(Referring expression pointing data)
────────

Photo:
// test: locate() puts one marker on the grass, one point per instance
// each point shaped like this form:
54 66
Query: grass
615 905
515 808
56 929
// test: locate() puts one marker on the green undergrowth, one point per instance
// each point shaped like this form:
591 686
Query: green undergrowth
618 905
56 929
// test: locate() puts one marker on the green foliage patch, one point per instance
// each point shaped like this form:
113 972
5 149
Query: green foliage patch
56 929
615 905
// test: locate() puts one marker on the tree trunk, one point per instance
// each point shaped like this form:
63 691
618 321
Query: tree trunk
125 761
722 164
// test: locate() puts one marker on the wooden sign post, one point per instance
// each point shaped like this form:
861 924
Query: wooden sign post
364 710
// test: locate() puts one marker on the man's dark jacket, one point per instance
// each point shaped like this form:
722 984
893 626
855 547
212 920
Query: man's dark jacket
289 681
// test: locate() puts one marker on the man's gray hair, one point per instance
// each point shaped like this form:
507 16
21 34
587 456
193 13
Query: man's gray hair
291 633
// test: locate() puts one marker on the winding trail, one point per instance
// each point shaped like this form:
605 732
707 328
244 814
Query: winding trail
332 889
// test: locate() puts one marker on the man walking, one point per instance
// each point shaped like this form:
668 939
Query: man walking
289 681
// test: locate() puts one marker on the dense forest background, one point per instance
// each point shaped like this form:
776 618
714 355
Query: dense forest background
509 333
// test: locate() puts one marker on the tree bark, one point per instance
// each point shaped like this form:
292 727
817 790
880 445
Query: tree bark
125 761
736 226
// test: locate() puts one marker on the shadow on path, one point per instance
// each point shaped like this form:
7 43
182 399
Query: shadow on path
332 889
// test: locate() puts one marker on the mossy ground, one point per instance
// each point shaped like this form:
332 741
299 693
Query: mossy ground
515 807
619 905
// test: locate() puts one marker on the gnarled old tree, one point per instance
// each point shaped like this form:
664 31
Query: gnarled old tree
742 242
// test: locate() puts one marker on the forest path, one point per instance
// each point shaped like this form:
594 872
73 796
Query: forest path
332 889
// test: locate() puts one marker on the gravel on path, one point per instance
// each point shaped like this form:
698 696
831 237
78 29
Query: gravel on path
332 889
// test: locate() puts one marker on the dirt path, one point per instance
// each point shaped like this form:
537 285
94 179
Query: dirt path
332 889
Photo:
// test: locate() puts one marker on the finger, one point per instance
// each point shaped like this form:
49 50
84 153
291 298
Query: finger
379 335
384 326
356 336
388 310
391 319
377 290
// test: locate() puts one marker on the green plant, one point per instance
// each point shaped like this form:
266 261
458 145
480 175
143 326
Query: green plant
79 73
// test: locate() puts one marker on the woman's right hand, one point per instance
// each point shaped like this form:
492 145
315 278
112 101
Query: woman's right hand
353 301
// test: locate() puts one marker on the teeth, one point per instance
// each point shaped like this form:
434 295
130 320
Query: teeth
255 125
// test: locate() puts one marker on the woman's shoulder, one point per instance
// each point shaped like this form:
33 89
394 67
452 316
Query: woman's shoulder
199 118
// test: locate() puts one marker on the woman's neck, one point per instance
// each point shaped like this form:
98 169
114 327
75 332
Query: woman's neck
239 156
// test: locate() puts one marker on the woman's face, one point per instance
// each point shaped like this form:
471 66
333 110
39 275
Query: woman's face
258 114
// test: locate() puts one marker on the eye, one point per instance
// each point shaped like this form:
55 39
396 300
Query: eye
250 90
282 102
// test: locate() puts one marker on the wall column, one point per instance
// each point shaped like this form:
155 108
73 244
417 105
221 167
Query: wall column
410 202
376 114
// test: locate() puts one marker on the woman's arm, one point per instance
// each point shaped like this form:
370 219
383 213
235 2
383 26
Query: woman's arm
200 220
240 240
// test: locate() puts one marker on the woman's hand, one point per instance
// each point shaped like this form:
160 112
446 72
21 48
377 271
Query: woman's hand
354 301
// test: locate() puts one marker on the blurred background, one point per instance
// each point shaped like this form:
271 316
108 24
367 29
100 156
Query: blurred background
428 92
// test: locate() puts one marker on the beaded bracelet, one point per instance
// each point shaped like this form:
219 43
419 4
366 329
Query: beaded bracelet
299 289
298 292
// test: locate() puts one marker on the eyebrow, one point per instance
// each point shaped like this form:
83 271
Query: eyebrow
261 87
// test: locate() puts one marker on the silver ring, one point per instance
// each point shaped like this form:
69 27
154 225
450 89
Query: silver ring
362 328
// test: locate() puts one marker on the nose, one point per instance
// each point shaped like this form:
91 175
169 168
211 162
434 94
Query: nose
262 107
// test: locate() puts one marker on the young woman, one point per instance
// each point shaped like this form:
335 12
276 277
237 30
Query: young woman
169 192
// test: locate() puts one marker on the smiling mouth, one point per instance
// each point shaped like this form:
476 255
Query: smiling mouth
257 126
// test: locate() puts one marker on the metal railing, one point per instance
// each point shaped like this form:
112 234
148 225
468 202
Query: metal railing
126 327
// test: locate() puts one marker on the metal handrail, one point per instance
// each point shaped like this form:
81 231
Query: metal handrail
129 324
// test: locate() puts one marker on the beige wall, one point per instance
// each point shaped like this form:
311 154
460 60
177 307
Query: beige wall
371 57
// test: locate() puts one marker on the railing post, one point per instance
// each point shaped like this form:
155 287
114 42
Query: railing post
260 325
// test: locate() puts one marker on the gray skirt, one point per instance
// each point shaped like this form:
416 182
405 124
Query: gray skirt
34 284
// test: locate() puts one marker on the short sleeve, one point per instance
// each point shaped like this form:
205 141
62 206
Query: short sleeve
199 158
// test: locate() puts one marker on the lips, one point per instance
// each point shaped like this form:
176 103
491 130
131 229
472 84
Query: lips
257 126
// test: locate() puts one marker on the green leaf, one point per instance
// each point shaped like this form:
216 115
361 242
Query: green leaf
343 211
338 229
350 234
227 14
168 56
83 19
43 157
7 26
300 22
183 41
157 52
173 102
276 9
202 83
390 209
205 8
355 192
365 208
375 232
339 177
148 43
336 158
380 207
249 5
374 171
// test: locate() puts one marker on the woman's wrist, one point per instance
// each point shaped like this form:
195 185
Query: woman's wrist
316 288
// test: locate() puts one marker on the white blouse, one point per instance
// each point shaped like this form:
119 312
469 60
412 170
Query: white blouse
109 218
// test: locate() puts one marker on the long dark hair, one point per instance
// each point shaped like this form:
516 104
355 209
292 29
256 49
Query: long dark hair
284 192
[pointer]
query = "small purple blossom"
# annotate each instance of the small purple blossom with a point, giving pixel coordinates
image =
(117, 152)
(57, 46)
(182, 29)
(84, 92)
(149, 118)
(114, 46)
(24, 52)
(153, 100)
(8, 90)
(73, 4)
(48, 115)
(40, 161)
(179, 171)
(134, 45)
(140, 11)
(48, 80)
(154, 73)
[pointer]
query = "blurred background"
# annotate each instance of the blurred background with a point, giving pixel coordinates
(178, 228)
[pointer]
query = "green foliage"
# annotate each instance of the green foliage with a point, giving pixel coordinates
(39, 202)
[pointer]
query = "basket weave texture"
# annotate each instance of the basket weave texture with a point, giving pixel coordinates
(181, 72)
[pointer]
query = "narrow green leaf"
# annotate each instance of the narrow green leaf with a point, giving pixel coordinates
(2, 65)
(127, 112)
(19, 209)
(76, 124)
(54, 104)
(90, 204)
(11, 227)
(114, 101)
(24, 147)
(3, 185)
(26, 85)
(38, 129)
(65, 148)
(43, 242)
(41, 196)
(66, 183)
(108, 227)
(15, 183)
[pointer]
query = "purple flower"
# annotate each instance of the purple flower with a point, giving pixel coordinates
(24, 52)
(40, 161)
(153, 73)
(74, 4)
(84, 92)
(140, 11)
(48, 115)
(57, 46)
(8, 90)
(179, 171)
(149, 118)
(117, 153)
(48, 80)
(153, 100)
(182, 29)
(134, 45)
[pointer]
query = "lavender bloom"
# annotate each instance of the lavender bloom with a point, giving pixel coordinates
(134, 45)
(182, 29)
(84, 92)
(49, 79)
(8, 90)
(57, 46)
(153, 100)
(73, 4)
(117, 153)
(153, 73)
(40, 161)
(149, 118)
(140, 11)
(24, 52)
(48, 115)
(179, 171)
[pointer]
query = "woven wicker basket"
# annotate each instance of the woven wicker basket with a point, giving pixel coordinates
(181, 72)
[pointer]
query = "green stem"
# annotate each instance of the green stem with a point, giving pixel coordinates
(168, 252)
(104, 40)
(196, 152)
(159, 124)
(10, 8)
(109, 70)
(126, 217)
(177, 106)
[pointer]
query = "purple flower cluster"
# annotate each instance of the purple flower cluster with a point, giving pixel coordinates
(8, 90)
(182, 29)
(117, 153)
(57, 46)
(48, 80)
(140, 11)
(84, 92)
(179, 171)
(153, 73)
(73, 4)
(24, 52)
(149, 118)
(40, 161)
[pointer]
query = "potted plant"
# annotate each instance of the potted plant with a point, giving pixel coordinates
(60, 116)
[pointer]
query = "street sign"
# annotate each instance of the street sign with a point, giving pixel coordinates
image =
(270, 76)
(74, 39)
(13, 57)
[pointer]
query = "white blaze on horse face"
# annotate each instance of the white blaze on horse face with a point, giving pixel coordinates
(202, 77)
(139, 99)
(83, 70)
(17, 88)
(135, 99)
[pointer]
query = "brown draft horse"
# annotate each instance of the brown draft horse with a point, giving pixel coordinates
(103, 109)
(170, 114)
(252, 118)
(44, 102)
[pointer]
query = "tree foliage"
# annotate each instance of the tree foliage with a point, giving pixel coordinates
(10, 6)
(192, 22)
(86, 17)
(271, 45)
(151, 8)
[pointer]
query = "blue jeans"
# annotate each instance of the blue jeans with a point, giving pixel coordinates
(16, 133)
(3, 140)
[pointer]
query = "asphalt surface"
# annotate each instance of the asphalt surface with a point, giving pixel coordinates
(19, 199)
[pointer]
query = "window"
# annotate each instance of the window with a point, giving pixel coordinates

────────

▶ _WHAT NEEDS TO BE DONE_
Please go through the data above and copy each line containing the word "window".

▶ _ANSWER TO THIS TASK_
query = "window"
# annotate each instance of the window with a point, giving pixel coordinates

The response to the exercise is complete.